» Task requirements: What you return should be every line below, word for word, and none of the images.
-=-=-=-=-
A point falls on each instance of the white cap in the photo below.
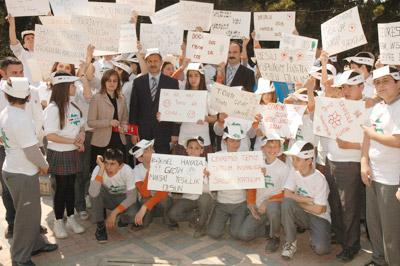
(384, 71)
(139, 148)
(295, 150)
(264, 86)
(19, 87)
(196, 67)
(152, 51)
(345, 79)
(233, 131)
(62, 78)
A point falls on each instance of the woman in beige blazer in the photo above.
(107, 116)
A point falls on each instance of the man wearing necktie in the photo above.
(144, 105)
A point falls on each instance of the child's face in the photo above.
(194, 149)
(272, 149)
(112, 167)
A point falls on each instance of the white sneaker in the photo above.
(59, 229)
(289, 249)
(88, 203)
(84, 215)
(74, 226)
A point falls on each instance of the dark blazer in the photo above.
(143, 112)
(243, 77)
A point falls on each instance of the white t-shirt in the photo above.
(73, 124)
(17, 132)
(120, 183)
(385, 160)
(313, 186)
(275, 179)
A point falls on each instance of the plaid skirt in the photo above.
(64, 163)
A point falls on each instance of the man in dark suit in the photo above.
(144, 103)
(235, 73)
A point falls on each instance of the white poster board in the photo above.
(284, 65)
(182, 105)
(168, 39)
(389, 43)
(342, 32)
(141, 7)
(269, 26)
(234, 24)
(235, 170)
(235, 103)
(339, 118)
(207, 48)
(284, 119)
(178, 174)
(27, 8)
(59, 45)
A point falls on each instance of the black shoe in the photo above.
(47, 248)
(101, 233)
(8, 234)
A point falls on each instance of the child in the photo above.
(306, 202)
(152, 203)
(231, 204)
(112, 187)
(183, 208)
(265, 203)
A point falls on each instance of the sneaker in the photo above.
-=-=-=-=-
» Written solution:
A point falls on each instance of the white cap in the photo below.
(384, 71)
(139, 148)
(295, 150)
(264, 86)
(19, 87)
(196, 67)
(152, 51)
(345, 79)
(233, 131)
(62, 78)
A point falls on each instance of the woman in beige blazer in the photo above.
(107, 116)
A point falls on each instance of the man wearing necktie in the photo above.
(144, 105)
A point falls on each instance of the child's face in the photo above.
(194, 149)
(272, 149)
(112, 167)
A point falls on each instance of the white sneaker in the photo above.
(59, 229)
(289, 249)
(88, 203)
(84, 215)
(74, 226)
A point falls on each instance of the dark blazer in the photo above.
(143, 112)
(243, 77)
A point falls on each instance of the white t-shirt in the photo above.
(73, 124)
(17, 132)
(120, 183)
(385, 160)
(313, 186)
(275, 179)
A point falls on each instance of the plaid skirt in the photo above.
(64, 163)
A point falls on each instance of the man in dark suit in the photo above.
(144, 103)
(235, 73)
A point falls on each instance of the white poster board in the photo above.
(284, 65)
(182, 105)
(168, 39)
(389, 43)
(342, 32)
(141, 7)
(269, 26)
(234, 24)
(235, 170)
(235, 103)
(339, 118)
(207, 48)
(284, 119)
(178, 174)
(27, 8)
(59, 45)
A point falls on each instance of the black shoe in the photo above.
(47, 248)
(101, 233)
(8, 234)
A point falls on each instance of the child in the photo above.
(306, 202)
(152, 203)
(231, 204)
(112, 187)
(183, 208)
(265, 203)
A point falls on each instance of the sneaker in the photo above.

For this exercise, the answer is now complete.